[Begin Provided material]

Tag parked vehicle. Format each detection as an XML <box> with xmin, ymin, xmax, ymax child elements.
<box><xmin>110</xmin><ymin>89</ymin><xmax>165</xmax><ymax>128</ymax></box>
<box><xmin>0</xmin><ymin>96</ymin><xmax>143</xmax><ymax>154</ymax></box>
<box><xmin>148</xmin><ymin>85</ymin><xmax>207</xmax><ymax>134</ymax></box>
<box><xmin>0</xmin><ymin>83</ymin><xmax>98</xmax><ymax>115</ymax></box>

[End Provided material]

- What to do: Replace "parked vehicle" with "stationary car" throughout the listing and write it out again with everything else unchanged.

- Response to this exercise:
Tag stationary car. Format each detection as an XML <box> with xmin, ymin, xmax, ymax child elements.
<box><xmin>110</xmin><ymin>89</ymin><xmax>165</xmax><ymax>128</ymax></box>
<box><xmin>0</xmin><ymin>96</ymin><xmax>143</xmax><ymax>154</ymax></box>
<box><xmin>148</xmin><ymin>85</ymin><xmax>207</xmax><ymax>134</ymax></box>
<box><xmin>0</xmin><ymin>83</ymin><xmax>98</xmax><ymax>115</ymax></box>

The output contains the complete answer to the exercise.